:: Requirement ::
Carry on the passage about presidents, public opinion, and vital national interests, starting right after its final sentence.

A: A president is elected to take care of the future of the people and the people will not forgive him for disasters, even if the disasters correspond to their own wishes. After all, Chamberlain had 90 percent of the people with him at the time of Munich and 18 months later Munich became an epithet. So what do you do when a president and his closest advisers are deeply convinced that something is in the overwhelming national interest and they can’t carry the Congress or the media with them? This is one fundamental problem.

What we absolutely need is some kind of consensus of what is a vital interest. If an interest is vital, we have to be able and willing to defend it. We have to be willing to face the fact that the challenge is almost certain to be ambiguous; if you could prove that the danger to us is overwhelming, everybody would agree, but by the time that the danger is overwhelming in the modern period it is too late to do something about it.

:: Raw records ::
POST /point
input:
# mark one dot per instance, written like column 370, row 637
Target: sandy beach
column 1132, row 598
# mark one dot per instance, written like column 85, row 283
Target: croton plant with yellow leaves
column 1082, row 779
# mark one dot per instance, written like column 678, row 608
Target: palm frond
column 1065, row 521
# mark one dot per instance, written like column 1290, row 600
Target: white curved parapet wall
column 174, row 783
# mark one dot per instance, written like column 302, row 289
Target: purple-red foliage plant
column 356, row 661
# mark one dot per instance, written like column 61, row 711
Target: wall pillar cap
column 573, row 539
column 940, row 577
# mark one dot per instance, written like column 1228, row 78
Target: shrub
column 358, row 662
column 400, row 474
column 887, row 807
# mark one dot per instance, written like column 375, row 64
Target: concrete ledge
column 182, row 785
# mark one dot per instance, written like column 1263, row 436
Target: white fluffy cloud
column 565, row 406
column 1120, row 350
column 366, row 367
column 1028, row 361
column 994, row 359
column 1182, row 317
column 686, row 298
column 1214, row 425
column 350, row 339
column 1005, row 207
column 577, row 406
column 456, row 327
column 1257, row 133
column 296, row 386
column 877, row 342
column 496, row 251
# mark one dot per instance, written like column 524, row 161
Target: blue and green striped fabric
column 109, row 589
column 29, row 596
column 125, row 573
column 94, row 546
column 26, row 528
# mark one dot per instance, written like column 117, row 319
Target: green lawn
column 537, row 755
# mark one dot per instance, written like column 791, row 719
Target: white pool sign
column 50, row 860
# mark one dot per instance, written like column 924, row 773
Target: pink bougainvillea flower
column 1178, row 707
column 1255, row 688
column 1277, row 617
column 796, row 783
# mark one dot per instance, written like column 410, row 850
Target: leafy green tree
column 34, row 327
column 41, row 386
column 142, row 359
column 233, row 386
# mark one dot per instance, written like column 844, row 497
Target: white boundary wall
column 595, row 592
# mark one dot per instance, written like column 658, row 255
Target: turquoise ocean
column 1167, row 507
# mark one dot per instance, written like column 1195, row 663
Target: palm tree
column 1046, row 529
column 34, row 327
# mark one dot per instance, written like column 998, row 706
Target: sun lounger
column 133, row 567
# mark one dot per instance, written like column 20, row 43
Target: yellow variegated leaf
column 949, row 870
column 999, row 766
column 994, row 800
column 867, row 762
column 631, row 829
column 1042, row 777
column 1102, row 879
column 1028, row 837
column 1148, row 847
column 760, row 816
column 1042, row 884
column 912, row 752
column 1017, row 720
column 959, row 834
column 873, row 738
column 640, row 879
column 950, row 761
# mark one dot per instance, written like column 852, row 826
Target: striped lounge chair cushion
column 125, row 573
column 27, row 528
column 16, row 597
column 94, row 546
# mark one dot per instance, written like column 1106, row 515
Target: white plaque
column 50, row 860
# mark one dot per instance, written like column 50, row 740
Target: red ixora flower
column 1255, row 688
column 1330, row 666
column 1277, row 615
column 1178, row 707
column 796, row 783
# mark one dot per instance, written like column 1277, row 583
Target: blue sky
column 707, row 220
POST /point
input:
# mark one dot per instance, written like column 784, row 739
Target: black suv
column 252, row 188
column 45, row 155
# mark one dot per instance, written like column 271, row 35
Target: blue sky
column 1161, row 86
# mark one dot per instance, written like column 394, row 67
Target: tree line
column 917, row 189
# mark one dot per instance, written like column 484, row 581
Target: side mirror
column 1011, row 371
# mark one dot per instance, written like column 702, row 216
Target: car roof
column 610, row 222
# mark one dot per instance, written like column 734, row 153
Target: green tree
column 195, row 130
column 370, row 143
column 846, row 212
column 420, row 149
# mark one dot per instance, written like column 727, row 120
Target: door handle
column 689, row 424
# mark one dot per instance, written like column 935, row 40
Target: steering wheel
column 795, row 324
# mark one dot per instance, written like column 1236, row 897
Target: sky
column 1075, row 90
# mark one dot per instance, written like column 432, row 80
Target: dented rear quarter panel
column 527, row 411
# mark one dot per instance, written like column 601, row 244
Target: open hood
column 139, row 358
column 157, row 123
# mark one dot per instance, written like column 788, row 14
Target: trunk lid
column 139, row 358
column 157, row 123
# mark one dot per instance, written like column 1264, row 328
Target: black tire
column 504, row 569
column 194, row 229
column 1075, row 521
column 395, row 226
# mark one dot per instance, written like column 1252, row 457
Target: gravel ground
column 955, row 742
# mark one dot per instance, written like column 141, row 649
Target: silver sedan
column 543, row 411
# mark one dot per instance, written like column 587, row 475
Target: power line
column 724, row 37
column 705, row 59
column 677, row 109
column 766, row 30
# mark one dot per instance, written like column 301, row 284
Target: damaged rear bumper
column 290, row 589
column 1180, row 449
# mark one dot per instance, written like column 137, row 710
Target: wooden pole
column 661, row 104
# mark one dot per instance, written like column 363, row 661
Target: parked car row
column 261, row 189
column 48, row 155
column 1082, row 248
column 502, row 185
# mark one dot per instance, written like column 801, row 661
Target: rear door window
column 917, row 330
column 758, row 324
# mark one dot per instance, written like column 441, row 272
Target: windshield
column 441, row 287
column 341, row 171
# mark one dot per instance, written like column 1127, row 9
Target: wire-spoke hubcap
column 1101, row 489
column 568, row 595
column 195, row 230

:: The output ::
But if we commit ourselves, we must prevail. You cannot fight a war for a stalemate; you can only fight a war for a victory and then you can be generous in the settlements. You may be able to make a compromise if you are on the way to victory. But if you proclaim stalemate as an objective, you’re likely to lose or at any rate get into so protracted a conflict that the public will not sustain it.

What we must not do is to slip into a military engagement thinking that it is only a very limited thing to fix one short-term problem and then escalate it to rescue the previous commitment and then escalate it again to rescue the previous commitment because then we are on a treadmill to nowhere.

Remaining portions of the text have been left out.